■ Data entries

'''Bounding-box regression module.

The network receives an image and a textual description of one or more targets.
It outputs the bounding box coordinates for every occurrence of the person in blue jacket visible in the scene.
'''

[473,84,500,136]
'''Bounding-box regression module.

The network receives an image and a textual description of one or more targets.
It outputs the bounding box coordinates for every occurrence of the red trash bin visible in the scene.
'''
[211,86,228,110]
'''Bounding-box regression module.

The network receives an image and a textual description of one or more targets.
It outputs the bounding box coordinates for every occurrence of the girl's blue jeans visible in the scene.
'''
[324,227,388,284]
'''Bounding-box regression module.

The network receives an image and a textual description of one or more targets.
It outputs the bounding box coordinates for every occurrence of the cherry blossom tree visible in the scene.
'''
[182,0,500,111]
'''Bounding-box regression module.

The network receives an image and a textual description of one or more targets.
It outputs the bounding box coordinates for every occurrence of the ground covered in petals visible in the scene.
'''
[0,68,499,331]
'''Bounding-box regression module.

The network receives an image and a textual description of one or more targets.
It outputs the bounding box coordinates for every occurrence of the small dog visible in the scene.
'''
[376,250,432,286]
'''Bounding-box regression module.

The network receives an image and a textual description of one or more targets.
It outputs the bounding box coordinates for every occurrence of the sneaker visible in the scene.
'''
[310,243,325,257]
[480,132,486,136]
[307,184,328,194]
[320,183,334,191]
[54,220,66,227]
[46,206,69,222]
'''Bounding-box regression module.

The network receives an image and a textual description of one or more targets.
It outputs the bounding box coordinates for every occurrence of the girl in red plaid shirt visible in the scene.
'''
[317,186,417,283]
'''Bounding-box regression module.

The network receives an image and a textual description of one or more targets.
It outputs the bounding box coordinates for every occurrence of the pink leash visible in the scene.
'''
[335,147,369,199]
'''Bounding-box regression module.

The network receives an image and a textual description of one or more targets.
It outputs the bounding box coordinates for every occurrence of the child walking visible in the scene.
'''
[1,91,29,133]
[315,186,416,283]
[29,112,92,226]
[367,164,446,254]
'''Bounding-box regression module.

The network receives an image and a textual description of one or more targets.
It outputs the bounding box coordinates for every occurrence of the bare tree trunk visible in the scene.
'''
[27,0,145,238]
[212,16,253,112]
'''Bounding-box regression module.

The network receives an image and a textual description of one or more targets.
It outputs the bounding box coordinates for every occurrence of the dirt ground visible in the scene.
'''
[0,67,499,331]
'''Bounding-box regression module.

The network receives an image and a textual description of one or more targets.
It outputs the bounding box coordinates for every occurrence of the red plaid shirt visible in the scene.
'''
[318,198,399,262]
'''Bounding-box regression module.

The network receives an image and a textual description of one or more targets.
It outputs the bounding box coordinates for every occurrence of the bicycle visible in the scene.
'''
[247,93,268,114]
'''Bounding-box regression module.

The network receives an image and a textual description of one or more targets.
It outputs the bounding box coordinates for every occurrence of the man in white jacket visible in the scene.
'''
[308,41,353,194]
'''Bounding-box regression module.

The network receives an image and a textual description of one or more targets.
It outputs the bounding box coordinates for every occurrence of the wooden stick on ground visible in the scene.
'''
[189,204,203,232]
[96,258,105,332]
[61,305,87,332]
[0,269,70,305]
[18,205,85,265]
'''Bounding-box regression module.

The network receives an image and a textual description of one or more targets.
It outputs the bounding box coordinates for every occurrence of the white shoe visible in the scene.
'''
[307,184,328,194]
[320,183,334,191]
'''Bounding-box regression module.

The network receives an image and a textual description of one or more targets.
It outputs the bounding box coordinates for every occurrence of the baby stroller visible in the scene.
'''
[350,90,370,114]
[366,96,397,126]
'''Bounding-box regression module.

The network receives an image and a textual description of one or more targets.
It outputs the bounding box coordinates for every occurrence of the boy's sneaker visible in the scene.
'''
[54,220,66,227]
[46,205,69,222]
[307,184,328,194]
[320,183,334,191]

■ Task directions
The span to give again runs from the line with "white jacket visible in the scene." through the last line of the records above; reproduce it exactly and nothing more.

■ Solution to this exercise
It outputs the bounding box coordinates for every occurrence of the man in white jacket visible in the scene.
'''
[308,41,353,194]
'''Bounding-box regression module.

The network receives an image and a textual description of one or more targets.
It outputs the bounding box coordinates for every occurrence of the wooden stick on ground visible in the scene.
'''
[189,204,203,232]
[96,258,105,332]
[61,305,87,332]
[0,269,70,305]
[18,205,85,265]
'''Bounding-box regression module.

The network receives an image and a textual description of one or more targets.
It outputs the bounding box coordinates for every occurrence of the white shoe visible in the scene.
'''
[307,184,328,194]
[320,183,334,191]
'''Bounding-box regression module.

The network receives an image and a textual description of one or more targets.
It outputs the bounding box coordinates for every occurrence of the baby stroller visible in the scene.
'''
[350,90,370,114]
[366,96,397,126]
'''Bounding-box regression module.

The network receives an image and a textual description of one or more targets.
It outputs the bounding box coordinates for every occurrence of the boy's sneaker visible in the scene.
'''
[54,220,66,227]
[46,205,69,222]
[307,184,328,194]
[320,183,334,191]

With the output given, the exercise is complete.